■ Instrução ■
Responda às perguntas abaixo com base no texto sobre violência contra a mulher, numerando as respostas da mesma forma.
1. Em que década estudiosas feministas americanas propuseram o conceito de gênero?
2. Segundo a pesquisa da Fundação Perseu Abramo, que percentual das mulheres já havia sofrido algum tipo de violência sexista?
3. Que percentual dos homicídios femininos ocorreu nas residências das vítimas?

■ Documento de origem ■
>>>
Violência contra a mulher: uma reflexão contemporânea segundo a sociologia jurídica

A violência contra a mulher não é uma questão contemporânea, pelo contrário o que se percebe é que a visibilidade política e social desta problemática tem um caráter recente, dado que apenas nos últimos 50 anos é que tem se destacado a gravidade e seriedade das situações de violências sofridas pelas mulheres em suas relações de afeto.

No século XX, a partir da década de 60, as mobilizações feministas, enfocaram, principalmente nas denúncias de violências cometidas contra mulheres no âmbito doméstico (Bandeira & Melo, 2010; Costa, 2007; Machado, 2010). Cobrando responsabilidades do Estado e da sociedade em assegurar a todos o respeito à dignidade humana e a uma vida sem violência.

1. Compreendendo gênero e sua relação com a violência contra as mulheres

O conceito de gênero foi proposto por estudiosas feministas americanas (como Stoller e Gayle Rubin) na década de 70 como objeto de estudo dos feminismos. Isso para diferenciação do termo sexo e destacar a construção social das identidades de homens e mulheres.

Hoje, os estudos das relações de gênero são realizados em diferentes partes do mundo, a partir de uma diversidade de lentes teóricas, debates políticos e implicações éticas (Conceição, 2009; Narvaz & Koller, 2006; Silva, 2008).

É possível identificar, de acordo com Segato (2006), três principais posições dentro do pensamento feminista principalmente no  que tange às compreensões históricas do patriarcado e do colonialismo: uma que considera a dominação de gênero e do patriarcado como universal, sem maiores diferenciações históricas ou culturais e com certa superioridade moral das organizações sociais europeias e norte- americanas; uma segunda posição que defende a inexistência de relações de gênero no mundo pré-colonial; e uma terceira que demonstra a dimensão histórica das nomenclaturas de gênero, presentes mesmo em sociedades tribais, ainda que constatem que as práticas do patriarcado foram se aperfeiçoando e se intensificando com o colonialismo e os discursos igualitários e hierárquicos da modernidade.

No Brasil, uma das primeiras, e principais, pesquisas que denunciaram a gravidade das violências sofridas pelas mulheres revelou que 43% delas já haviam sofrido algum tipo de violência sexista, sendo em 70% dos casos perpetradas por parceiros ou ex-parceiros conjugais (Fundação Perseu Abramo, 2001). Conclusão alarmante da referida pesquisa é a estimativa de que a cada 15 segundos uma mulher é espancada no Brasil.

Em relação ao número de homicídios femininos, o país ocupa a 7º posição, em uma lista de 84 países. Entre 1980 e 2010 foram assassinadas mais de 92 mil mulheres, sendo que 47,5% apenas na última década. A pesquisa indica que 68,8% desses homicídios ocorreram nas residências das vítimas, e para as mulheres da faixa etária entre 20 e 49 anos, 65% deles foram cometidos por homens com os quais elas mantinham ou mantiveram um relacionamento amoroso. O relatório alerta ainda que altos níveis de feminicídio, com frequência, são acompanhados por uma grande tolerância quanto à violência contra as mulheres e, em muitos casos, são resultado dessa própria tolerância (Waiselfisz, 2012).
<<<
■ Material fornecido ■
>>>
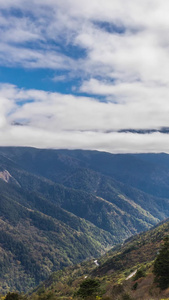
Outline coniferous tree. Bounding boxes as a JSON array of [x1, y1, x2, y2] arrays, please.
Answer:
[[153, 236, 169, 290]]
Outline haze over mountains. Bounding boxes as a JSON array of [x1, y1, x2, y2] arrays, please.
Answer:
[[0, 147, 169, 291]]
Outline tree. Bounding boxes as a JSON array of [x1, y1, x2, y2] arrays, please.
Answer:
[[76, 278, 100, 298], [153, 236, 169, 290]]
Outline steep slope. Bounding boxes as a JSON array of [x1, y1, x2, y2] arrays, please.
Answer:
[[30, 220, 169, 300], [0, 147, 169, 291], [0, 180, 112, 292]]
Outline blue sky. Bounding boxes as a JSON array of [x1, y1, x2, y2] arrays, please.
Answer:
[[0, 0, 169, 153]]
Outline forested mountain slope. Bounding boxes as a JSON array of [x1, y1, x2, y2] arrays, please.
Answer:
[[0, 147, 169, 291]]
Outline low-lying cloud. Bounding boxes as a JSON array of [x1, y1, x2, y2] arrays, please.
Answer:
[[0, 0, 169, 152]]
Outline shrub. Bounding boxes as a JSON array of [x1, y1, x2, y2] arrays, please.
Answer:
[[76, 278, 100, 298], [153, 237, 169, 290]]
<<<
■ Resposta final ■
1. Na década de 70.
2. 43%.
3. 68,8%.